Document:
--- Begin ---

It was a very good year for Ted Stagg, inventor and drilling master for Alaska's largest oil producer. As 1991 concludes, he holds the distinction of being the first BP Exploration (Alaska) staffer to capture in one year two prestigious international awards given by parent company BP America.

"I was always real interested in building things," Stagg recalls. "I built model airplanes and I flew a lot of them. I built motorized cars using Briggs & Stratton engines. I've built a few boats."

But Stagg was well into his college career at Louisiana State University when the oil patch bug grabbed him. With a degree in electrical engineering in hand, Stagg went to work for Schlumberger Offshore Services in the Gulf of Mexico and later joined competitor Gearhart-Owen in Peru, Saudia Arabia, Iran and Egypt. As a field worker for two large oilfield service companies, Stagg learned the drilling business the old-fashioned way.

Explains Stagg, "I really enjoyed my time at Schlumberger and Gearhart, particularly with Gearhart because they allowed you to do a lot of tool modifications and to improvise in building new tools that would fit a need. I just found the oil business to be fascinating. Running logs on wells with Schlumberger was an awful good introduction to the oilfield."

--- End ---

Data for the task:
--- Begin ---

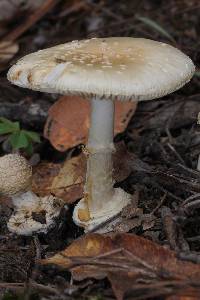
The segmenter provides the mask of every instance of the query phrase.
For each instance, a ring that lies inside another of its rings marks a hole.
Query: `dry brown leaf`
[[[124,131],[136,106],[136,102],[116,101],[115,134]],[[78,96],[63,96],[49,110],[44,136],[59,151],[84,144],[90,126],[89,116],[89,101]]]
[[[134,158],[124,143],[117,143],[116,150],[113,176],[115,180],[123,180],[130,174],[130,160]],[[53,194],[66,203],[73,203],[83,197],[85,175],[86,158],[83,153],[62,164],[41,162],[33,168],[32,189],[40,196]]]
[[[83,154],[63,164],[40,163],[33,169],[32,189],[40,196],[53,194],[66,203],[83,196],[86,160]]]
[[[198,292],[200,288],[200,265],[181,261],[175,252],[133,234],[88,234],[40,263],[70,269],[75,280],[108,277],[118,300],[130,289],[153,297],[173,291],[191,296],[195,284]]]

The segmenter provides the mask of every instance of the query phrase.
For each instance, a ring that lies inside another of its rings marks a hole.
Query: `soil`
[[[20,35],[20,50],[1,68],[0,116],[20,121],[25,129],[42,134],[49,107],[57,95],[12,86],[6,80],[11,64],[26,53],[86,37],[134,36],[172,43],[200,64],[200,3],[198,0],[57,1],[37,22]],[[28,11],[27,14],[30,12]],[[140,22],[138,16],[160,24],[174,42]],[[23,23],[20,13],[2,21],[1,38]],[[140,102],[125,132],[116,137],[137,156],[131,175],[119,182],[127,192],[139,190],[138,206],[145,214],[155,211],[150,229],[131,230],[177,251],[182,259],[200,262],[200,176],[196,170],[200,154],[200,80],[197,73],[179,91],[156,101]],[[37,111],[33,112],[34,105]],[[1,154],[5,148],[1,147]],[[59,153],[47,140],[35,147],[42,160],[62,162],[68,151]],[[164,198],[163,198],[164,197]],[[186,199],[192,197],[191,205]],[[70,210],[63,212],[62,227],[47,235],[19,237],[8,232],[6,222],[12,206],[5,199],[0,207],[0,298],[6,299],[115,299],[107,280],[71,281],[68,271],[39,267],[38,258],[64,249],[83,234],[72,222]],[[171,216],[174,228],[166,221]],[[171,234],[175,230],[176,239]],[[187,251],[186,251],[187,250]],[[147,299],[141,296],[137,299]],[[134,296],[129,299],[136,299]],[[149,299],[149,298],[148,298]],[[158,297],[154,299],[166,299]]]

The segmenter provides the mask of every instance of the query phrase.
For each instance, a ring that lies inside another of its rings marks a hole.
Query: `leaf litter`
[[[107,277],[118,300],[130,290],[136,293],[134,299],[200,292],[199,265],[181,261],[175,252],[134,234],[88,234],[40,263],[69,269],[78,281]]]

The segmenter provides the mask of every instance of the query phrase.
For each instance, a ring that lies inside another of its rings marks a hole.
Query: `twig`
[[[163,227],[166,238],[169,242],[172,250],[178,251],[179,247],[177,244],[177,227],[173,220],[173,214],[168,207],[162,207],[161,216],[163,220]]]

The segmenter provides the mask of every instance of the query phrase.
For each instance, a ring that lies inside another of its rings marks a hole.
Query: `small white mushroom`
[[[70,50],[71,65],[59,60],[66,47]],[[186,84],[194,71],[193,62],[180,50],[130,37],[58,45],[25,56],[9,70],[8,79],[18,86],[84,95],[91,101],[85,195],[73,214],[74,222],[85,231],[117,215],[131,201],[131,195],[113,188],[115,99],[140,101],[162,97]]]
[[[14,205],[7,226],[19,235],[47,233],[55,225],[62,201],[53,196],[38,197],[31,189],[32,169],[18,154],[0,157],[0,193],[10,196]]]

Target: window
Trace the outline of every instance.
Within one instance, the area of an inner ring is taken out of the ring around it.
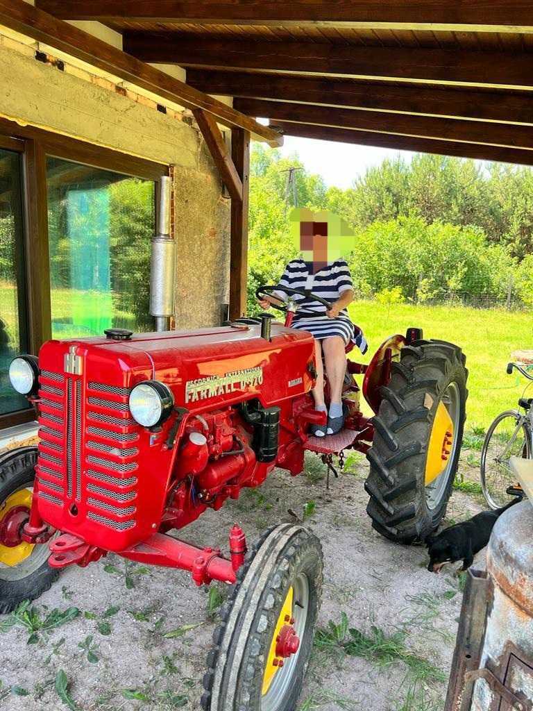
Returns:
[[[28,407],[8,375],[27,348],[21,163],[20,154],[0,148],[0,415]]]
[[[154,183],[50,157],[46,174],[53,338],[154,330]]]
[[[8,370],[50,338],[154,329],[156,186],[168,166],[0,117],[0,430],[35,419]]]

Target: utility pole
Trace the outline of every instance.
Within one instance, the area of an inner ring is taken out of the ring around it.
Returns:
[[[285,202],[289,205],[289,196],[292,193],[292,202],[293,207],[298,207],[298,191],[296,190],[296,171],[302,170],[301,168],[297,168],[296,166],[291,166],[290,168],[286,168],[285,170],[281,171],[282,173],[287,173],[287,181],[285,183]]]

--- End ---

Tasks for this exercise:
A - Retype the passage from the Ted Stagg profile exactly, starting at "It was a very" and ending at "company BP America.".
B - Repeat the lines of the records exactly, starting at the line containing "Target: utility pole" and ending at the last line of the records.

Responses to the exercise:
A -
It was a very good year for Ted Stagg, inventor and drilling master for Alaska's largest oil producer. As 1991 concludes, he holds the distinction of being the first BP Exploration (Alaska) staffer to capture in one year two prestigious international awards given by parent company BP America.

B -
Target: utility pole
Trace the outline of every instance.
Within one instance, the area of an inner ring is taken out of the ring around it.
Returns:
[[[285,202],[289,205],[289,196],[292,193],[292,202],[293,207],[298,207],[298,191],[296,190],[296,171],[302,170],[301,168],[297,168],[296,166],[291,166],[290,168],[286,168],[285,170],[281,171],[282,173],[287,173],[287,181],[285,183]]]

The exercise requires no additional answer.